▶ **Requests**:
**A.** Translate this sentence from the survival training passage into Spanish: "We divided up into flights of six people."
**B.** Please list every geographic place named in the survival training passage.

▶ **Page excerpt**:
>> Begin

Aircrew survival made a lot of sense. I was going to Vietnam and I needed to know how to
deal with the situation of exiting an aircraft before it was at its intended destination.
The fact that Vietnam is an Equatorial jungle and it was Winter at Fairchild A.F.B. in the
state of Washington was not relevant. It was also not relevant that a parachute is not
part of the equipment issued to a C-7A pilot. Ah well, the Air Force knows best. Although
I had done a lot of backpacking in New England, I had never done it in the Winter, so this
was an enjoyable training exercise. We divided up into flights of six people. Since I was
a Captain by this point, I was the Flight Leader of my group. we were assigned an
instructor who, in civilian life had been a "smoke jumper" firefighter in this
area. His knowledge of the Pacific Northwest forests was excellent and we managed to
survive for four days in sub-zero temperatures with one pound of beef (which we turned
into jerky on the first day) and one scrawny snowshoe rabbit we managed to kill, among the
six of us.

>> End

[Object point labels]
>> Begin

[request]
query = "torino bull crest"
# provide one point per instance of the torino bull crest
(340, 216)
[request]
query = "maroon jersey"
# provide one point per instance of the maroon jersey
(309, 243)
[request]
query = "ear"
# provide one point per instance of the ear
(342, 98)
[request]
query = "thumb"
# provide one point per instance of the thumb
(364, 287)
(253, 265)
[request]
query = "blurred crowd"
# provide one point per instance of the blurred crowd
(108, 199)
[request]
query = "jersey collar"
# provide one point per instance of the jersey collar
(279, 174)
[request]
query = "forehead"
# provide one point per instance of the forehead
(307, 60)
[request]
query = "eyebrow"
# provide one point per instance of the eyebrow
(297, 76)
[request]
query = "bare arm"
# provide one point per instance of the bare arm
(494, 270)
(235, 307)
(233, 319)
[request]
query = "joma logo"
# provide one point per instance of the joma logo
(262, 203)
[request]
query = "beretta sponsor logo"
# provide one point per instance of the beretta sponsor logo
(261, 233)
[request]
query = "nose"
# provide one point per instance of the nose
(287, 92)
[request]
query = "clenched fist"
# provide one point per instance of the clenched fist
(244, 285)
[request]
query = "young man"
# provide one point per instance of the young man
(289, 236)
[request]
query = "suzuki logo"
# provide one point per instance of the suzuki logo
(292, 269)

>> End

▶ **Answer set**:
**A.** Nos dividimos en grupos de vuelo de seis personas.

**B.**
- Vietnam
- Fairchild A.F.B.
- Washington
- New England
- Pacific Northwest